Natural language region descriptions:
-- Opening Marker --
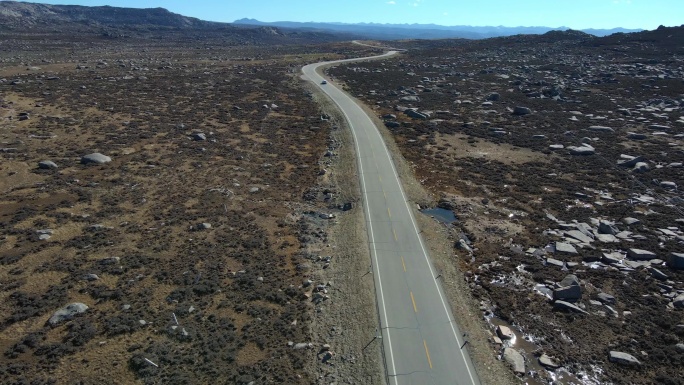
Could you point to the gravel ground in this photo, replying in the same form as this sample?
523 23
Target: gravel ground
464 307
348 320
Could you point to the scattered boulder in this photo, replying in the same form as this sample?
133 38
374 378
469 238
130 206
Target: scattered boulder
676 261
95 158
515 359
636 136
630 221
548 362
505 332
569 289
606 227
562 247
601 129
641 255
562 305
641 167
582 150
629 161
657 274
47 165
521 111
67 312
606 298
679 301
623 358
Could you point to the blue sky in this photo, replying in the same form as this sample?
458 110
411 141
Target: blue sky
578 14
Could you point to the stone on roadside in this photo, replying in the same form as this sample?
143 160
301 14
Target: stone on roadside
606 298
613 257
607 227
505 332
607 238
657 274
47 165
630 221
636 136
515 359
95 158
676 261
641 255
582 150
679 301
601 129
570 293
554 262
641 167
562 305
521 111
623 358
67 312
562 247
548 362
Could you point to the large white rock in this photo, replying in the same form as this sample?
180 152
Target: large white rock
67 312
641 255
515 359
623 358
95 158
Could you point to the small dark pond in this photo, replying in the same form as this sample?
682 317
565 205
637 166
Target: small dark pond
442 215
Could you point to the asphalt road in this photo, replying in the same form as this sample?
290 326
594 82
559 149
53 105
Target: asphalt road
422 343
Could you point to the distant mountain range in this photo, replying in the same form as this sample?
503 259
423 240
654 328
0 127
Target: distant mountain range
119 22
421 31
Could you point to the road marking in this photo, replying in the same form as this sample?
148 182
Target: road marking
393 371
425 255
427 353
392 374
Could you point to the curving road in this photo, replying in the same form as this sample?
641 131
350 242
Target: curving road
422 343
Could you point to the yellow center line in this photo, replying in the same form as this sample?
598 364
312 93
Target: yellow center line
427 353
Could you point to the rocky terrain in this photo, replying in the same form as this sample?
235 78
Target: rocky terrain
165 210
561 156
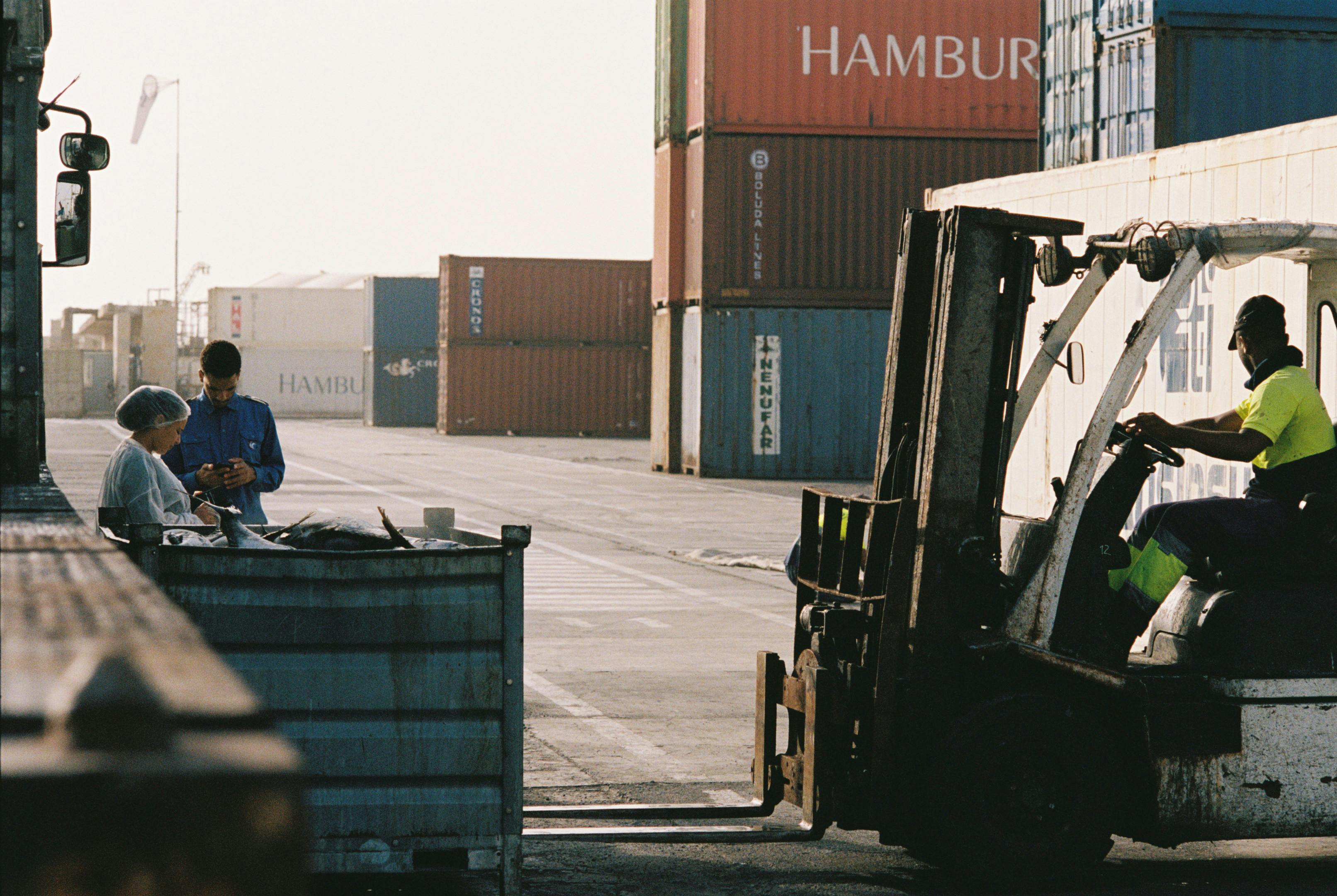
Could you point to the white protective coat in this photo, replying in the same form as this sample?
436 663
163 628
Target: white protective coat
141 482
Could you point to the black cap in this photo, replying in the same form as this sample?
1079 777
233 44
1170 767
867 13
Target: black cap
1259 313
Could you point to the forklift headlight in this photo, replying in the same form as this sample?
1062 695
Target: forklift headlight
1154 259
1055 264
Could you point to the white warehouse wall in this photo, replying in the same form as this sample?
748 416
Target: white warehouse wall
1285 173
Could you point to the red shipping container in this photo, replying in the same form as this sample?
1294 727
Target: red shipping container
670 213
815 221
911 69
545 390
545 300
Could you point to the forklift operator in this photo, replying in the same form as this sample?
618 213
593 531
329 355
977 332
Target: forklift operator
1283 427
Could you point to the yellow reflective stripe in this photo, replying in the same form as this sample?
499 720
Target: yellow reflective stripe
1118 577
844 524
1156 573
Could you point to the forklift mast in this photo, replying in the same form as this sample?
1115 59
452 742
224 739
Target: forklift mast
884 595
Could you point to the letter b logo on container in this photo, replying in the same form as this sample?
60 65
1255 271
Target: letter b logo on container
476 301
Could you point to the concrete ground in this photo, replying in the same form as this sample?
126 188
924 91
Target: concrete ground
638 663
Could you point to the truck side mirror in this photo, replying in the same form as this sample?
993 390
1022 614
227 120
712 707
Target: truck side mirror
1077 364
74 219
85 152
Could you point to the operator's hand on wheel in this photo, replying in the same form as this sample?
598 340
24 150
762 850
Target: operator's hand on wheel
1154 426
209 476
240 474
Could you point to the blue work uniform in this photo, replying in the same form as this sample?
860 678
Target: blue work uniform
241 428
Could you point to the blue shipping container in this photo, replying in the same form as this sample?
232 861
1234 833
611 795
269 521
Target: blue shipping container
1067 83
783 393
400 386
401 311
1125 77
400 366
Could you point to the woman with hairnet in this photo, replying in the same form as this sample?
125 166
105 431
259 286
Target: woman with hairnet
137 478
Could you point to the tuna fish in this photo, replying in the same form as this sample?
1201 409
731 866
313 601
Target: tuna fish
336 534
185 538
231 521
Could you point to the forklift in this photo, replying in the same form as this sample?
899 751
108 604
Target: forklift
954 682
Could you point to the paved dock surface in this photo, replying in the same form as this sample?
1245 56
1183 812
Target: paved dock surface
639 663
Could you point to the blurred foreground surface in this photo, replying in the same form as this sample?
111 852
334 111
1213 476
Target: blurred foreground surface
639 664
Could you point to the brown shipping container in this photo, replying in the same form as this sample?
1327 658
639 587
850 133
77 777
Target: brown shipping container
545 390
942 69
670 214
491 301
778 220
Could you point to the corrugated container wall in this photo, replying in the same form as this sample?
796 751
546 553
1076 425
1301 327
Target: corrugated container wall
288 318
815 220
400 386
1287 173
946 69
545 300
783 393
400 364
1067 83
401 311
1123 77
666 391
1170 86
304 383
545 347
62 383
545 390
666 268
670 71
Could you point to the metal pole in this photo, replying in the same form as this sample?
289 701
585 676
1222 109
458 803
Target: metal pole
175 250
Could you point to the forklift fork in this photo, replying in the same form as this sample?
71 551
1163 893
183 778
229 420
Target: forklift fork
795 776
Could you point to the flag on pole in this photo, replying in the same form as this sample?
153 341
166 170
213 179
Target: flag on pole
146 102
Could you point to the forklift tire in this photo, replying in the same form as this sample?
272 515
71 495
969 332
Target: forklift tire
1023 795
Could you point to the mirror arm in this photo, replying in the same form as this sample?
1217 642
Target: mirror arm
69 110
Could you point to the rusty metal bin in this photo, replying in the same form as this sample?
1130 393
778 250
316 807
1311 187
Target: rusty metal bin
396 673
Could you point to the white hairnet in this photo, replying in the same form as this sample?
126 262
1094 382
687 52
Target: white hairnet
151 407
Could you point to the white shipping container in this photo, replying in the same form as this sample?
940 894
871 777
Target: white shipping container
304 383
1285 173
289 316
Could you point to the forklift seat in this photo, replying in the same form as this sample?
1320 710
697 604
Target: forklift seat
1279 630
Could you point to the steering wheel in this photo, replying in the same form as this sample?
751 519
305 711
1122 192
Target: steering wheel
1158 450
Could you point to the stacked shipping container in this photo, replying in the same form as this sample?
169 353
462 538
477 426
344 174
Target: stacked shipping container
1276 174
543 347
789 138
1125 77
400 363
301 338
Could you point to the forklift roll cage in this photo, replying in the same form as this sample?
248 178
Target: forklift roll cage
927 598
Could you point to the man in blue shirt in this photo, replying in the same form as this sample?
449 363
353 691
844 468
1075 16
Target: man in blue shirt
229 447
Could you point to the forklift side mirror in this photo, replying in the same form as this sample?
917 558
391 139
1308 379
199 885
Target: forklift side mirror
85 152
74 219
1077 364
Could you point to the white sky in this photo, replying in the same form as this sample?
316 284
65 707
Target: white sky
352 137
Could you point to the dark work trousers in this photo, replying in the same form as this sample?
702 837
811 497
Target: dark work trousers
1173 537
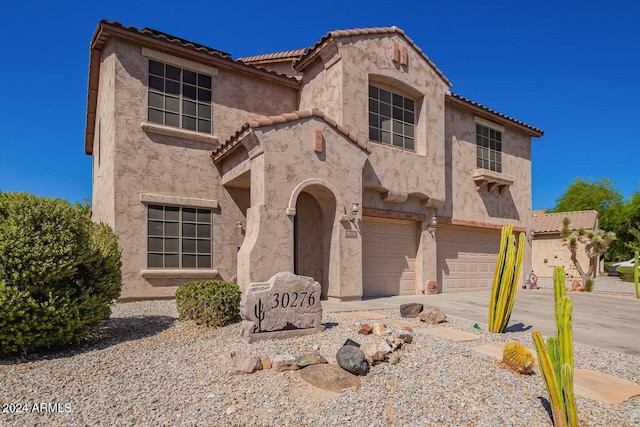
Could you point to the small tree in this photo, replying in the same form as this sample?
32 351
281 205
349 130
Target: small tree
-- Closing Marker --
- [Problem description]: Repeat the data above exactly, but not the pictures.

- [Solution for this task]:
Could you point to the gravel ground in this photo, replying in the same form as this sample?
523 23
Target: gravel ground
464 307
348 320
Could you point to the scattered boulder in this photo, replying in the same form as this sample?
133 38
374 378
469 238
130 206
Target: scattered boulder
676 261
95 158
515 359
636 136
630 221
548 362
505 332
569 289
606 227
562 247
601 129
641 255
562 305
641 167
582 150
629 161
657 274
47 165
521 111
67 312
606 298
679 301
623 358
Could you point to the blue sky in this photo, replying in the same form as this sample?
458 110
411 141
Target: blue sky
578 14
Could you point to the stone on roadside in this photo, replying in the same form as this sample?
143 160
301 14
Target: stone on roadside
606 298
613 257
607 227
505 332
607 238
657 274
47 165
630 221
636 136
515 359
95 158
676 261
641 255
582 150
679 301
601 129
570 293
554 262
641 167
562 305
521 111
623 358
67 312
562 247
548 362
Could you point to the large white rock in this photo, replying in the same form as this sample?
180 152
Target: large white rock
67 312
641 255
515 359
623 358
95 158
Could you point to the small dark pond in this photo, replying in the same form as this sample?
682 317
565 205
637 166
Target: small dark pond
442 215
Could you point to the asphalt road in this photo, replying in the same form as this sample?
290 326
594 82
559 149
53 105
Target: asphalt road
422 343
Could you point to the distant mountain range in this photo, replying in the same form as this sample?
503 259
423 240
654 328
0 127
Target: distant mountain range
119 22
421 31
Could you point to the road marking in this photo, replying in the same form as this sample?
148 182
Target: road marking
393 371
425 255
427 353
392 374
Could you point to the curving road in this photo, replying in the same form as this sample?
641 131
350 242
Target: curving road
422 343
Could you point to the yellow center line in this photo, replying in the same form as this sample?
598 364
312 93
Target: yellow center line
427 353
Could you point to the rocky terrain in this photo, replying in the same form as this sample?
235 78
Target: rocky terrain
165 210
561 156
Could you point to the white protective coat in this photo, replying in the same form as this sample?
436 663
163 628
Target: white protective coat
141 482
Could you point to the black cap in this photo, replying in the same form as this sample?
1079 777
233 44
1170 767
867 13
Target: black cap
1259 313
Could you point to the forklift headlight in this photo, replying in the same form as this sample?
1062 695
Target: forklift headlight
1154 259
1055 264
Could you point to the white warehouse wall in this photo, replying in the same form as this sample?
748 416
Target: white warehouse wall
1285 173
Could you point to the red shipping container in this photo, replying in the same form as this sample?
1294 727
Target: red shipping container
670 213
815 221
911 69
545 390
545 300
Could you point to the forklift operator in this photo, replying in the same form as this sample?
618 213
593 531
329 355
977 332
Target: forklift operator
1283 427
Could you point to the yellow reflective stripe in this photo, replying in the same form as this sample?
499 720
Target: yellow reflective stripe
1118 577
844 524
1156 573
Could you point to the forklift mast in this photo, replying in the same form as this sample?
1115 59
452 742
224 739
Target: forklift mast
884 595
Could you point to the letter b logo on container in this photo, replying in the same form as this sample?
60 65
1255 271
Target: letter b logo on container
476 301
Could you point to the concrete ground in this photo, replying in the same form as this sample?
126 188
924 91
Target: concrete ground
638 663
Could you point to the truck side mirror in this photo, replying in the same form as this sample?
993 390
1022 614
227 120
712 707
Target: truck side mirror
1077 364
74 219
85 152
Could you point to the operator's hand on wheel in this photo, replying in the same form as this sample?
598 340
24 150
762 850
Target: operator's hand on wheel
1154 426
209 476
240 474
Could you point to the blue work uniform in this photo, replying in the same form as this sample?
860 678
Target: blue work uniform
241 428
Could you point to the blue shipping container in this photo, replying in the same form as this sample?
232 861
1234 833
611 795
269 521
Target: blue shipping container
1067 83
783 393
400 386
401 311
1125 77
400 366
Could you point to the woman with hairnet in this photo, replying in the same form as this sample?
125 166
105 431
259 286
Target: woman with hairnet
137 478
Could you point to the tuna fish in this photo, replying in the same form as this sample?
1201 409
731 866
313 601
Target: tuna fish
336 534
185 538
231 521
Could you point to the forklift in this photo, replying in the same form as this sample?
899 751
108 604
Target: forklift
954 682
Could you point to the paved dock surface in this photo, replying in the same form as this sample?
1245 56
1183 812
Target: paved dock surface
639 663
Could you point to the blurred foreground surface in this photo, replying in the same form as this sample?
111 852
334 111
1213 476
Target: blurred foreground surface
639 664
Could you point to the brown shipping container in this photo, replying in the same form as this sample?
1327 658
639 587
850 133
77 777
Target: brown shipping container
545 390
942 69
670 214
491 301
778 220
Could you point to the corrugated container wall in this photo, replying in the same form as this sample?
796 751
546 553
1076 425
1301 327
Target: corrugated container wall
288 318
815 220
400 386
1287 173
946 69
545 300
783 393
400 364
1067 83
401 311
1123 77
666 391
1170 86
304 383
545 347
62 383
545 390
666 268
670 71
Could you point to the metal pole in this photo, replying in the same form as this sample?
289 701
585 676
1222 109
458 803
Target: metal pole
175 250
Could you point to the forklift fork in this photo, replying in the same form as this sample?
71 551
1163 893
183 778
229 420
Target: forklift fork
795 776
Could you point to the flag on pole in this photo, replying in the same form as this sample?
153 341
166 170
213 179
Target: flag on pole
146 102
Could you point to the forklift tire in this photo, replying in the same form as this sample?
272 515
71 495
969 332
Target: forklift tire
1023 795
Could you point to the mirror arm in this photo, replying in the same form as this sample?
1217 642
Target: mirror arm
69 110
Could you point to the rusty metal bin in this photo, replying in the same form as this sample?
1130 393
778 250
316 807
1311 187
Target: rusty metal bin
396 673
Could you point to the white hairnet in this photo, replying in the same form as this sample?
126 262
1094 382
687 52
Target: white hairnet
151 407
Could you point to the white shipping container in this photo, replying in the same form as this sample?
940 894
871 777
Target: white shipping container
304 383
1285 173
289 316
Could you point to the forklift seat in this photo, replying in the same form as this sample?
1320 710
697 604
Target: forklift seat
1279 630
Could you point to the steering wheel in this photo, replying in the same form as this sample?
751 519
305 711
1122 192
Target: steering wheel
1158 450
Could you point to the stacked shipping container in this photo, replying in the same form as this sample?
169 353
462 538
477 426
344 174
Target: stacked shipping container
1276 174
543 347
789 138
1125 77
400 363
301 338
Could you point to the forklift roll cage in this photo, replying in the same form as this sample?
248 178
Target: forklift roll cage
927 598
Could you point to the man in blue shirt in this photo, replying in the same form as this sample?
449 363
353 691
844 468
1075 16
Target: man in blue shirt
229 447
Could you point to the forklift side mirror in this photo, replying in the same form as this sample?
917 558
391 139
1308 379
199 885
Target: forklift side mirror
85 152
74 219
1077 364
Could you point to the white sky in this photo, replying in the same form as this sample?
316 284
65 707
Target: white sky
352 137
Could you point to the dark work trousers in this photo, replying in the same form as this sample?
702 837
811 497
Target: dark work trousers
1173 537
Could you point to the small tree in this photo, replying in the same form as this sample?
32 351
281 205
349 130
Target: small tree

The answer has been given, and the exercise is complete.